---------- Exercise text ----------

California Bars ‘Pay-for-Delay’ Pharmaceutical Industry Practice

California Governor Gavin Newsom signed a first-in-the-nation bill to ban a common pharmaceutical industry practice known as “pay-for-delay.” (AP Photo/Elise Amendola)

SACRAMENTO, Calif. (CN) – Drug companies will no longer be allowed to pay competitors to keep generic drugs off the market under a pharmaceutical industry reform bill signed Monday by California Governor Gavin Newsom.

The first-in-the-nation bill outlaws a common industry practice known as “pay-for-delay” where large pharmaceutical companies pay or incentivize a competing company to keep cheaper generic drugs off the market. Critics say the backroom deals choke competition and force Americans to pay more for prescription drugs.

Newsom says increased competition between drug companies will benefit Californians in the long run.

“California will use our market power and our moral power to take on big drug companies and prevent them from keeping affordable generic drugs out of the hands of people who need them,” Newsom said in a statement.

---------- Listed entries ----------

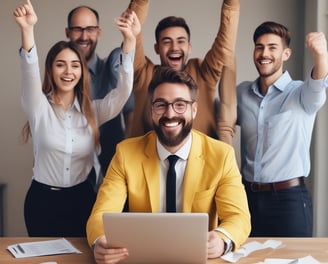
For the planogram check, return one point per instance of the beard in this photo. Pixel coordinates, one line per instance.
(170, 139)
(92, 49)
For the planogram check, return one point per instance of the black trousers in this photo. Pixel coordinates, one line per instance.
(283, 213)
(61, 212)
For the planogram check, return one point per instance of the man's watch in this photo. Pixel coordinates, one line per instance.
(228, 245)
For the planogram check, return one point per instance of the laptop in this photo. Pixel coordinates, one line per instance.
(159, 237)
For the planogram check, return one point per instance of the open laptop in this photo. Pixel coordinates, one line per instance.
(159, 237)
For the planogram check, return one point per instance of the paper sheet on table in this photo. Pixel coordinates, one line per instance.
(42, 248)
(248, 248)
(305, 260)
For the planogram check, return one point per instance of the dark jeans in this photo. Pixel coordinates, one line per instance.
(58, 213)
(283, 213)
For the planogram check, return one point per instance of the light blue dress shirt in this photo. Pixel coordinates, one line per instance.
(276, 129)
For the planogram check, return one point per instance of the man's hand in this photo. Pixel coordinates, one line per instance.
(25, 15)
(105, 255)
(215, 245)
(316, 42)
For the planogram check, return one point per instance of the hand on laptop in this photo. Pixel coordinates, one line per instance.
(215, 245)
(104, 254)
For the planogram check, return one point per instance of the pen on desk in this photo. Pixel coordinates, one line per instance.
(20, 248)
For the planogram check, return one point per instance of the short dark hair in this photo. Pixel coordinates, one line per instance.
(166, 74)
(171, 21)
(270, 27)
(71, 13)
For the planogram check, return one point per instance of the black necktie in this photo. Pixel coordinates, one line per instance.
(170, 184)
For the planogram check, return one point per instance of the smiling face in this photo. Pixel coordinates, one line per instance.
(67, 72)
(173, 47)
(172, 129)
(269, 55)
(85, 39)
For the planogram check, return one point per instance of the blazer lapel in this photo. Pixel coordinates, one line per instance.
(193, 174)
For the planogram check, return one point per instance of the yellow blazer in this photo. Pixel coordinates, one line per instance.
(212, 184)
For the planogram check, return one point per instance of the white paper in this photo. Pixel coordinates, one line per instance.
(248, 248)
(305, 260)
(42, 248)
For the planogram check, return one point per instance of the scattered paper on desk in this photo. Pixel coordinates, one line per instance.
(305, 260)
(248, 248)
(42, 248)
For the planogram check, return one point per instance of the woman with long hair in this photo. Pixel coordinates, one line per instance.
(63, 124)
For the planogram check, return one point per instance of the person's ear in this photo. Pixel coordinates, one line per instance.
(194, 107)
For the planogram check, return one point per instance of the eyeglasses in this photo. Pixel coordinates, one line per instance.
(91, 30)
(179, 106)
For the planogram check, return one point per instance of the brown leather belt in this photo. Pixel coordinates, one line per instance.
(274, 186)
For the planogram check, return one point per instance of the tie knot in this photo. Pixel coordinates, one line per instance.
(173, 159)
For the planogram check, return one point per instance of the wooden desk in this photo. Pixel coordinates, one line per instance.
(292, 248)
(80, 243)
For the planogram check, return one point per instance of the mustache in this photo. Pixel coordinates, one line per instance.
(164, 119)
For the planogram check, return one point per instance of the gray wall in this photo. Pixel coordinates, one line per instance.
(203, 17)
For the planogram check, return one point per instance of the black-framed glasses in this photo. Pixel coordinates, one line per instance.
(79, 30)
(179, 106)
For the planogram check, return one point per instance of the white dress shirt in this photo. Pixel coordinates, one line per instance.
(63, 143)
(180, 168)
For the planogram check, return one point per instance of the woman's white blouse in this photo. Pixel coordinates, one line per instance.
(63, 143)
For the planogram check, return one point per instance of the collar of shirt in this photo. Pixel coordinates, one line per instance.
(93, 65)
(279, 84)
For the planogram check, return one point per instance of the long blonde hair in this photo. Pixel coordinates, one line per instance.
(82, 89)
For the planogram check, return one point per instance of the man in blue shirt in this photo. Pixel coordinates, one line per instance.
(276, 115)
(83, 29)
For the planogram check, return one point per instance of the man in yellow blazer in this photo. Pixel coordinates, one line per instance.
(208, 179)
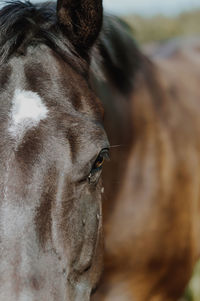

----------

Your goal
According to the pay-for-delay article, what do critics say the backroom deals do?

Output for this exercise
They choke competition and force Americans to pay more for prescription drugs.